======== DATA LISTING

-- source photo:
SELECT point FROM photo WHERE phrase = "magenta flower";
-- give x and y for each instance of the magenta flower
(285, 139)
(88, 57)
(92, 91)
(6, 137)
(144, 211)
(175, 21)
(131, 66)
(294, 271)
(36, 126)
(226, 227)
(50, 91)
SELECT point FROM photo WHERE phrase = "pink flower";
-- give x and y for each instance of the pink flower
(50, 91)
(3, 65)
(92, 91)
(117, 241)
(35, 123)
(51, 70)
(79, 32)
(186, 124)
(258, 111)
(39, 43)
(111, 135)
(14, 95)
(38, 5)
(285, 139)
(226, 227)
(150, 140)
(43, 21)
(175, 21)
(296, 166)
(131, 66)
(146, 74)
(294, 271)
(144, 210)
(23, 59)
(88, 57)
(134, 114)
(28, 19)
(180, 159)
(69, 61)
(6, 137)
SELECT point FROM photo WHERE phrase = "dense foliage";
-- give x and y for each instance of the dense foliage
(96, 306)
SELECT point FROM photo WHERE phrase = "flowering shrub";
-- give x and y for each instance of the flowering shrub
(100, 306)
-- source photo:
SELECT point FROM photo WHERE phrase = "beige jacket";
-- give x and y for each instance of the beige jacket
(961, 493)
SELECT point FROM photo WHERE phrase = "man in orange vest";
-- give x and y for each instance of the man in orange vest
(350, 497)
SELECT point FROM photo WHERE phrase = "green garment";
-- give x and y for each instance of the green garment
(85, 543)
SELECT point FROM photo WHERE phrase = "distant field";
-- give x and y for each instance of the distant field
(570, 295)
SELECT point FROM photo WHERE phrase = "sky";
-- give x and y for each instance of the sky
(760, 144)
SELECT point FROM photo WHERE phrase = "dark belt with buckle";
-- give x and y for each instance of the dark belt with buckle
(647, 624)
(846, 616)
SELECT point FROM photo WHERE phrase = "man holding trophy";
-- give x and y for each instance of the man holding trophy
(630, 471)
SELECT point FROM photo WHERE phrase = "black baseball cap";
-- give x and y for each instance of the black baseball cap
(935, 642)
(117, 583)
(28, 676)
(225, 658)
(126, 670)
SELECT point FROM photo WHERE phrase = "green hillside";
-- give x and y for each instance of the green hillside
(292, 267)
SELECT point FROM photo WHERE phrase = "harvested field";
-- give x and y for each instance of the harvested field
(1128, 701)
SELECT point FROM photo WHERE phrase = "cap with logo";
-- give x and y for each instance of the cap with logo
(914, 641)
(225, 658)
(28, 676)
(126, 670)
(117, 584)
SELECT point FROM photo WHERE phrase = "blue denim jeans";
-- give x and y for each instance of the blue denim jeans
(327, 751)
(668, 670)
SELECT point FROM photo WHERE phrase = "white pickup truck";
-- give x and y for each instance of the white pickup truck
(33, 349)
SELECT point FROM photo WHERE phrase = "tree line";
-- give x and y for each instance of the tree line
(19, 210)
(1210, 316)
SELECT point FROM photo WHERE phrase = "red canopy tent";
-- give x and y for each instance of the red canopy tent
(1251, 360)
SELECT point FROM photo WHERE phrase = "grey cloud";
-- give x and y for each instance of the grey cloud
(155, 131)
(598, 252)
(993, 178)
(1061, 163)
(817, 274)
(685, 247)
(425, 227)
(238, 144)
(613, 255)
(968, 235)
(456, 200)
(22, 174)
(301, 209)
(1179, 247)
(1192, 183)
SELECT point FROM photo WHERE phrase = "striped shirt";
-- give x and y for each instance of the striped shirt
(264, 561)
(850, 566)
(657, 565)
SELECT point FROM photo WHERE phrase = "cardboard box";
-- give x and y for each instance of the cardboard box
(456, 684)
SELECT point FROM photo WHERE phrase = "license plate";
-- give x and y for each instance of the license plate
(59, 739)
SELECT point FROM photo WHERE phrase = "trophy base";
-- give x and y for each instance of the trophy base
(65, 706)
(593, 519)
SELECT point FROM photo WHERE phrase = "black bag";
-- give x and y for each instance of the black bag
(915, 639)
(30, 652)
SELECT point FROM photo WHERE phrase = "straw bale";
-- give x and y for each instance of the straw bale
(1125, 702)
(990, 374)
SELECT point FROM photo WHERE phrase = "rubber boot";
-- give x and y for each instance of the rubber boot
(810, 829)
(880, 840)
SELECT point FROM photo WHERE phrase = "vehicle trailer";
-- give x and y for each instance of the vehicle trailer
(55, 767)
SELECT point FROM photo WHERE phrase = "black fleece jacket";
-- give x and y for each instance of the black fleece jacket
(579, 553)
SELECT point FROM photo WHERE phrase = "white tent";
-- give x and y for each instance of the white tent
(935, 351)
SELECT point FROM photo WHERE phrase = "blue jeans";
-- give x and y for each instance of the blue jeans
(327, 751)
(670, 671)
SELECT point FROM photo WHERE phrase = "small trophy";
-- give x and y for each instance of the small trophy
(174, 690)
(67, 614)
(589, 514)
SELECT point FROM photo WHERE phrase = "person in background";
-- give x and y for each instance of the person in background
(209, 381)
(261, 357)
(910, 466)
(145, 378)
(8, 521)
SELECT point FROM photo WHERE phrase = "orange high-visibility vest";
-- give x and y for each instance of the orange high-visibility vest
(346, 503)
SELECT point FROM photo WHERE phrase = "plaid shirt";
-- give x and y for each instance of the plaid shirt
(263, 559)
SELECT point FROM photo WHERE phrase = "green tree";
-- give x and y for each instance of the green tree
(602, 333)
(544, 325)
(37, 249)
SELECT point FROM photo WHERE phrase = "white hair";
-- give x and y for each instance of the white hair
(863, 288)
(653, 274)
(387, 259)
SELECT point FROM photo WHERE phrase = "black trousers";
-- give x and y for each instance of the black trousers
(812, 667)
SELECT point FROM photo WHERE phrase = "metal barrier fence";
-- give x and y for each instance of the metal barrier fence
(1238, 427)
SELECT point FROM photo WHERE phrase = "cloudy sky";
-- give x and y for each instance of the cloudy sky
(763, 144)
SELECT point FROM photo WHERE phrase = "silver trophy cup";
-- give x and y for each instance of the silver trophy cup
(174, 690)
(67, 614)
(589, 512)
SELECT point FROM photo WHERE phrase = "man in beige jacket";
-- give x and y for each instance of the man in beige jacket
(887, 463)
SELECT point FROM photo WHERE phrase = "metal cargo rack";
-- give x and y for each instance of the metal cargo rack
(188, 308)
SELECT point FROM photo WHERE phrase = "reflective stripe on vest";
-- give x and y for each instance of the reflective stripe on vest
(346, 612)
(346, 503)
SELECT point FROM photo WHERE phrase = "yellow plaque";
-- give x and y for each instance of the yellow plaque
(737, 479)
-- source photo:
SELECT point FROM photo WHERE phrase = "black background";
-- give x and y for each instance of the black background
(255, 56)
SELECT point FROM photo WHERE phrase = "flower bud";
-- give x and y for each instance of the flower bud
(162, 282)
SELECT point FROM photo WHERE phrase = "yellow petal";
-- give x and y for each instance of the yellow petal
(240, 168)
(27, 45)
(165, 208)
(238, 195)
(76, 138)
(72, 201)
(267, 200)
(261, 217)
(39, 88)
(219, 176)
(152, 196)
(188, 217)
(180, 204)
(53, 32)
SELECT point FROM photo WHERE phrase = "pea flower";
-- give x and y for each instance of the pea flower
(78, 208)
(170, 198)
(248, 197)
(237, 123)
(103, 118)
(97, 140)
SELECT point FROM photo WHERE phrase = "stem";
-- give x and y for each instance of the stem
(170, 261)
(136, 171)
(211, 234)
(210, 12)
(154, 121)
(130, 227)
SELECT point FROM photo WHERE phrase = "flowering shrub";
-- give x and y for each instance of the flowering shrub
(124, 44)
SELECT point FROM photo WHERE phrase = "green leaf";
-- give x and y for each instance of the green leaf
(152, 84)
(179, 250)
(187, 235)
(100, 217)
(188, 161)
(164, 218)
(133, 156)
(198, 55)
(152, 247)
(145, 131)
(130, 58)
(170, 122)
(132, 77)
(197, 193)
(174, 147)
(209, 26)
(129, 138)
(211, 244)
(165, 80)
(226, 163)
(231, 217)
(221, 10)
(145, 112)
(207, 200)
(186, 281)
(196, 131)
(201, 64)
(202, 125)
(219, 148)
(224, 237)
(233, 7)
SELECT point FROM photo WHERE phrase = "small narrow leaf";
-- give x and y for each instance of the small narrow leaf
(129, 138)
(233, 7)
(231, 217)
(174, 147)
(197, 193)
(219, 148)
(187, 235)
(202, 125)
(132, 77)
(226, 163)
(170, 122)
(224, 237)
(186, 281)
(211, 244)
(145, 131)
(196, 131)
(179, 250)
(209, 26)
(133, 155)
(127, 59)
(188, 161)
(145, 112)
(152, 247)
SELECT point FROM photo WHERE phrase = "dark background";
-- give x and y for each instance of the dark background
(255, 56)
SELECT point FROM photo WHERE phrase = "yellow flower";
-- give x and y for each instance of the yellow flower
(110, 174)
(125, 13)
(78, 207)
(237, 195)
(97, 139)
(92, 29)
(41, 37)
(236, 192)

================

-- WHAT TO PRODUCE --
How many lines in the rows above contain the string "black", matching case exactly? Reply with the number alone.

-- COMPLETED EXERCISE --
10